§ Brief: Set down, word for word, the part of the forum thread that begins at the words "So I have to" and stops after "speaking to someone?".

** Start of Passage **

# Where can I buy...



## story (Dec 7, 2011)

Right. I know absolutely nothing at all about these things, so speak to me as if to a clever 10 year old.

I am in possession of a Canon digital Ixus 95051. However, I only have the camera and none of the supporting equipment.

So I have to get hold of the battery, the lead for downloading to a computer, the instruction manual etc.

How do I go about doing so?

What terms and jargon do I need to use when searching or speaking to someone?

And have I included everything? Is there anything else that I need to get hold of in order to use the camera?

Thanks


----------



## Biddlybee (Dec 7, 2011)

I might have a spare ixus battery at home, and you'd be more than welcome to the lead for it too if it fits.

You in Brixton story? If you have the camera we could meet quickly and check if the battery and leads fit?


----------



## weltweit (Dec 7, 2011)

Hi Story, sounds like a mugging went well 

I don't know the specific camera you have.

You may also need a memory card of some kind unless it is already present in the camera.

As to the battery, I would call a canon camera stockist or even Canon UK. In fact for the lead also. They probably have a spares dept, and if it is not a new camera their stockists may not have the bits in stock any more. Plus, ask how the battery is charged, you may need a special lead and some kind of battery holder for that also.

You may be able to get the manual as a pdf document, check google, or even if you are willing ask in the canon talk forum of dpreview.com

hth


----------



## Biddlybee (Dec 7, 2011)

are you sure it's *95051* story?

Could it be* Ixus 95 IS*?


----------



## weltweit (Dec 7, 2011)

Biddlybee said:


> are you sure it's *95051* story?
> Could it be* Ixus 95 IS*?



Hmm good question....

Which on this page is it most like?
http://www.dpreview.com/products/canon/cameras


----------



## story (Dec 10, 2011)

Biddlybee said:


> are you sure it's *95051* story?
> 
> Could it be* Ixus 95 IS*?



Heh... got it entirely wrong...

It's a Canon digital IXUS 950 IS


----------



## story (Dec 10, 2011)

Biddlybee said:


> I might have a spare ixus battery at home, and you'd be more than welcome to the lead for it too if it fits.
> 
> You in Brixton story? If you have the camera we could meet quickly and check if the battery and leads fit?



That's really kind, Biddlybee.



weltweit said:


> Hi Story, sounds like a mugging went well


Well... I didn't get the lead & battery...



weltweit said:


> I don't know the specific camera you have.
> 
> You may also need a memory card of some kind unless it is already present in the camera.
> 
> ...



Thanks, weltweit, for these useful suggestions, and for that link you posted. I think I was drawing a blank because I was being dim about the product number.


----------



## Biddlybee (Dec 10, 2011)

Well I have a spare Ixus IIs battery and camera to PC cable if that's any help? You're more than welcome to them


----------



## Biddlybee (Dec 10, 2011)

** End of Passage **
** Start of Data section **

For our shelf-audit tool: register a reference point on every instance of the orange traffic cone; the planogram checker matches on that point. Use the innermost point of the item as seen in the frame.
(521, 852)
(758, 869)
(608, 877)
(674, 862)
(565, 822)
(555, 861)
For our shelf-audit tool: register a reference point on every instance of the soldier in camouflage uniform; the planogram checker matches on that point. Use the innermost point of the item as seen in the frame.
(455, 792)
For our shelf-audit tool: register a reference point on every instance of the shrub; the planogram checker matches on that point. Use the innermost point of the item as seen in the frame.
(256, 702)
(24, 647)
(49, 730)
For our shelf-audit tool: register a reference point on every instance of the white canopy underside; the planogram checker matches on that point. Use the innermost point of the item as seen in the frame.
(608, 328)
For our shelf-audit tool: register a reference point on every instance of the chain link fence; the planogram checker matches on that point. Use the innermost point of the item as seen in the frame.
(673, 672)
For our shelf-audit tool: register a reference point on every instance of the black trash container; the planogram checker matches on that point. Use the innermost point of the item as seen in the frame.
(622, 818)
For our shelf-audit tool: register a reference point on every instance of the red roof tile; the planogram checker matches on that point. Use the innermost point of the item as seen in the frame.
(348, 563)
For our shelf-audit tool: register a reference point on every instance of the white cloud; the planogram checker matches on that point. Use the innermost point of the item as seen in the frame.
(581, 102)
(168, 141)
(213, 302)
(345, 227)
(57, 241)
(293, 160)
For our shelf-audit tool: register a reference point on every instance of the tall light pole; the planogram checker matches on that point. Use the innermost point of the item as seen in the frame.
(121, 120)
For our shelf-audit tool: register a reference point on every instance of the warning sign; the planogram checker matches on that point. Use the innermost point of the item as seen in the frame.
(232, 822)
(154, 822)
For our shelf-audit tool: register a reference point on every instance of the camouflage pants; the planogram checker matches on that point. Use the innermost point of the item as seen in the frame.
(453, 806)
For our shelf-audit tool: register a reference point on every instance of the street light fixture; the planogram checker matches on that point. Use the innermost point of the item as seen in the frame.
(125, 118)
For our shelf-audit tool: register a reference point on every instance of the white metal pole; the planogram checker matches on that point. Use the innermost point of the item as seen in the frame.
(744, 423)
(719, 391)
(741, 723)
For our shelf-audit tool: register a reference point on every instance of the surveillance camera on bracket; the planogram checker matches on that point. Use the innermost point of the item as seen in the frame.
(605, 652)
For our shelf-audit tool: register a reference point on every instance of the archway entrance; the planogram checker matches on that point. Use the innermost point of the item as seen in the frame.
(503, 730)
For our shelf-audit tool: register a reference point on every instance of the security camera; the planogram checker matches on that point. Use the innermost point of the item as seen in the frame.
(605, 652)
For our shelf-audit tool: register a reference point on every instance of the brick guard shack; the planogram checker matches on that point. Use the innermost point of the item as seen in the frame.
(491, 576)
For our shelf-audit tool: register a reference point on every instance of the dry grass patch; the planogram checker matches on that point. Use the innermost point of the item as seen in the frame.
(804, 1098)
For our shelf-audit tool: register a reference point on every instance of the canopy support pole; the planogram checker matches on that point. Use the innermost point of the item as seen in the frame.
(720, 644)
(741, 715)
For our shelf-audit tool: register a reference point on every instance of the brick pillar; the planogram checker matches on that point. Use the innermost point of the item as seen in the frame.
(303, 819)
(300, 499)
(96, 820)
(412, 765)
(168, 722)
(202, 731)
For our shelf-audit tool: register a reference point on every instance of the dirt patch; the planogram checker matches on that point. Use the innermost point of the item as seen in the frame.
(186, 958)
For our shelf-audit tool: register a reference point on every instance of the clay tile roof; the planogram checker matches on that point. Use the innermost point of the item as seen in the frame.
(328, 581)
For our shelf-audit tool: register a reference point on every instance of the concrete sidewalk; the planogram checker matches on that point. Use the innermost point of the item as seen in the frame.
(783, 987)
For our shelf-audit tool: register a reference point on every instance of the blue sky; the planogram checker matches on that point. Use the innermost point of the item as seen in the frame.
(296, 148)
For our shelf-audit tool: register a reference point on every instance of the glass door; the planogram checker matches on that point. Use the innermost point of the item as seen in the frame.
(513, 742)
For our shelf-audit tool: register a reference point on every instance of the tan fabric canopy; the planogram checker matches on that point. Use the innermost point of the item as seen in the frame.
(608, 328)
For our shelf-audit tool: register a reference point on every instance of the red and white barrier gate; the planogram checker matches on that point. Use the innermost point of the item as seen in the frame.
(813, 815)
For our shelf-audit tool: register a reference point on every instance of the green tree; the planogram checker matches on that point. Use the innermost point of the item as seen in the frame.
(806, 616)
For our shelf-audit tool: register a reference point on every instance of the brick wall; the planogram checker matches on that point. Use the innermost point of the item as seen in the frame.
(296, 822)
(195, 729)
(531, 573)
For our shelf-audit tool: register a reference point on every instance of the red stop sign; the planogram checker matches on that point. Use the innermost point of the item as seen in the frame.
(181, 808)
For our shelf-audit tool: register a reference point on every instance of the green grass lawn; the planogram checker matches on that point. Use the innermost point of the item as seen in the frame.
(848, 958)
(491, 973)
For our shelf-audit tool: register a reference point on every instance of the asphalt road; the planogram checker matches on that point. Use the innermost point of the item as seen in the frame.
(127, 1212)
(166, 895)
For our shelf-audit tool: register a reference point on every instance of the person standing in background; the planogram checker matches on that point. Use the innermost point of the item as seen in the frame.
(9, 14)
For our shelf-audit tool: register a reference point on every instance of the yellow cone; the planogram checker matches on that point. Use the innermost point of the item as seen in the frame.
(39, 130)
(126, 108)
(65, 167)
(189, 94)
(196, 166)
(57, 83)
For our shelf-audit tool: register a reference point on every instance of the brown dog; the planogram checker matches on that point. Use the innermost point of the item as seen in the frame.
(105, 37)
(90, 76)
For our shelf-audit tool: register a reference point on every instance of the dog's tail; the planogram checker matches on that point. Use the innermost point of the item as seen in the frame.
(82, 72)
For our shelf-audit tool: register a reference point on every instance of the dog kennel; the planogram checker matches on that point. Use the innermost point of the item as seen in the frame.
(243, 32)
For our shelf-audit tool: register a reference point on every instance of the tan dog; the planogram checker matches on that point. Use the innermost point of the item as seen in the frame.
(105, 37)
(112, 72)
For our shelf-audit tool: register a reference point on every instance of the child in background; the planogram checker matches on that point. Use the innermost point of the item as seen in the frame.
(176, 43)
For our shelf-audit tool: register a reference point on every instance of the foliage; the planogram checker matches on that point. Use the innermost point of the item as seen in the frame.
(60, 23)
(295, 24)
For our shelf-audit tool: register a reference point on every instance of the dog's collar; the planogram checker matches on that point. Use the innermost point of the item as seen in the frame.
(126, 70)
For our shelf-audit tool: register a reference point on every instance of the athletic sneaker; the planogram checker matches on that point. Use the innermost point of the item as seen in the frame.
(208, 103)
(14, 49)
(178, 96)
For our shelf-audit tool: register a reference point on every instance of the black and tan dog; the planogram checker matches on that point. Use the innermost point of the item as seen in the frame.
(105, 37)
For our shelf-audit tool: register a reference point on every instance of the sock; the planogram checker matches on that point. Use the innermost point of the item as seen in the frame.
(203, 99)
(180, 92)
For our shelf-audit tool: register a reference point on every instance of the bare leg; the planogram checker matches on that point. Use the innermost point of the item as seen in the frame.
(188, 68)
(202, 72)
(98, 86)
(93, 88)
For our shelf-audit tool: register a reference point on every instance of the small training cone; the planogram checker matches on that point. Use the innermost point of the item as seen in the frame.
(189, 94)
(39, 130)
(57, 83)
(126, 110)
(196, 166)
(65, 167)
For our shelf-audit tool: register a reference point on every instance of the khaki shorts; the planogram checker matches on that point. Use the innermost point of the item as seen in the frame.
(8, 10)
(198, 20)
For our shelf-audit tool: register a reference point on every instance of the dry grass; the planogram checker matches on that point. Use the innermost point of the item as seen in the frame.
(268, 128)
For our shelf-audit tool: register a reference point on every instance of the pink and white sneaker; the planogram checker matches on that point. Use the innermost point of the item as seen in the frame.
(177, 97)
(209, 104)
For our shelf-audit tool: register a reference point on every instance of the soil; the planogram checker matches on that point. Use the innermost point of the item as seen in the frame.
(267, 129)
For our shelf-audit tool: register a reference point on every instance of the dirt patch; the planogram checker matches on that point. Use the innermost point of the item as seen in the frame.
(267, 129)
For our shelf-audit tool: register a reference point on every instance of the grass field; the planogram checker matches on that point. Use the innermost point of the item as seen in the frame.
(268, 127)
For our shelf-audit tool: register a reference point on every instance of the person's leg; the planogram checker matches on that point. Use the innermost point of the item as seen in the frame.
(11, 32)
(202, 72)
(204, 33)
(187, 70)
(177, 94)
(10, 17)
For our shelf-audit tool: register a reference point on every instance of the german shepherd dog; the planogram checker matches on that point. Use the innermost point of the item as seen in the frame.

** End of Data section **

§ Worked answer:
So I have to get hold of the battery, the lead for downloading to a computer, the instruction manual etc.

How do I go about doing so?

What terms and jargon do I need to use when searching or speaking to someone?